> Teks Kutipan:
BI Rate Sudah Turun, Tapi Suku Bunga Kredit Bank Tak Kunjung Ikut Turun

Sahrul

Meskipun suku bunga acuan nasional telah diturunkan, bunga pinjaman dari lembaga perbankan di Tanah Air masih tergolong tinggi. Kondisi ini seolah menjadi benang kusut yang menghambat percepatan penyaluran kredit ke masyarakat, dunia usaha, hingga sektor produktif lainnya.

Isu ini menjadi sorotan utama dalam konferensi pers hasil Rapat Dewan Gubernur Bank Indonesia (BI) yang digelar belum lama ini. Gubernur BI, Perry Warjiyo, menjelaskan bahwa meskipun langkah pelonggaran moneter telah dilakukan, realisasi penurunan suku bunga kredit berjalan lambat.

“Suku bunga kredit perbankan juga masih tinggi, yaitu 9,16% pada Juni 2025, tidak jauh berbeda dari 9,18% pada Mei 2025,” kata Perry.

Sebelumnya, BI telah memangkas suku bunga acuan atau BI Rate sebesar 25 basis poin (bps) pada Mei 2025. Langkah ini merupakan bentuk pelonggaran kebijakan moneter yang bertujuan mempercepat pertumbuhan kredit sekaligus menstimulasi roda ekonomi.

Sebagai gambaran, suku bunga overnight antarbank atau INDONIA telah terkoreksi ke posisi 5,14% per 15 Juli 2025, turun dari 5,77% sebelum kebijakan penurunan BI Rate diberlakukan. Tidak hanya itu, instrumen operasi moneter lainnya seperti SRBI (Sekuritas Rupiah Bank Indonesia) juga mengalami penyusutan imbal hasil. Untuk tenor 6, 9, dan 12 bulan, masing-masing turun ke 5,85%, 5,86%, dan 5,87% dari level sebelumnya yang berada di kisaran 6,40%-6,47%.

> Tujuan Latihan:
Menurut artikel tentang suku bunga kredit bank, berapa persen suku bunga kredit perbankan pada Juni 2025? Item data tidak berperan apa pun dalam latihan ini.

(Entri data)
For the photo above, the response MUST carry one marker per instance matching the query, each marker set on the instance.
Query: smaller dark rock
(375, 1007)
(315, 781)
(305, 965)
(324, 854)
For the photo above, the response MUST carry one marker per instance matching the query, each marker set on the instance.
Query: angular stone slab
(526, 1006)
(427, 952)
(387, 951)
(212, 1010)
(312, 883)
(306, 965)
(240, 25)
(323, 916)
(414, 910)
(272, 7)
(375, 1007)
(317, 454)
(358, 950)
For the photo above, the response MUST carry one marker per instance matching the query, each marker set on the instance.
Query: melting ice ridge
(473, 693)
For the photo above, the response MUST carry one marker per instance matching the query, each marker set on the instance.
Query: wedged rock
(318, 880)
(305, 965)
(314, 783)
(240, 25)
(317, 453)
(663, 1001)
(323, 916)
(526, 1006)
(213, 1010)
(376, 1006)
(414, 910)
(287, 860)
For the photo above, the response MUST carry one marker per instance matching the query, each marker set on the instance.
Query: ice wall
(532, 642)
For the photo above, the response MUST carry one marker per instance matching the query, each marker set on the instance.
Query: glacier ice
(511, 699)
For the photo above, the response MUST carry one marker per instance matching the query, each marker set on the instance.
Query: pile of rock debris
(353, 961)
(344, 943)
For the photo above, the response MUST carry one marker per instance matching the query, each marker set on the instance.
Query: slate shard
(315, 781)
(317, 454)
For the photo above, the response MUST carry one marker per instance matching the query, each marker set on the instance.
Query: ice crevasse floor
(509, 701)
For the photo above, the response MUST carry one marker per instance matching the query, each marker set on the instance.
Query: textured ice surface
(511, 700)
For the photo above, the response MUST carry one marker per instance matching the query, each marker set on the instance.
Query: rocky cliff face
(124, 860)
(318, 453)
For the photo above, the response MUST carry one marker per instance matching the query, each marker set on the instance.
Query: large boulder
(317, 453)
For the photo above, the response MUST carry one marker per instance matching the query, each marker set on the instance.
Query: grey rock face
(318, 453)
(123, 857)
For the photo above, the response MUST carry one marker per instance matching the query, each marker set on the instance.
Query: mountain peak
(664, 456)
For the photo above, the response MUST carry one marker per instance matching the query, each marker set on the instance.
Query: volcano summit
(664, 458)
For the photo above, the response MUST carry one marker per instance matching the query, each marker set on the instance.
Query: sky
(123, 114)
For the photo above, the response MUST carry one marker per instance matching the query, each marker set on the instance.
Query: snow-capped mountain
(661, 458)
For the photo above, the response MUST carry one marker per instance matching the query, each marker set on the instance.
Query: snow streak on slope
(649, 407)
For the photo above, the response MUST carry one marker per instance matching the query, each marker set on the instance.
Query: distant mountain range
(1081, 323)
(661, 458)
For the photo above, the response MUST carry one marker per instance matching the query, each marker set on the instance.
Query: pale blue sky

> Jawaban Tertulis:
9,16%.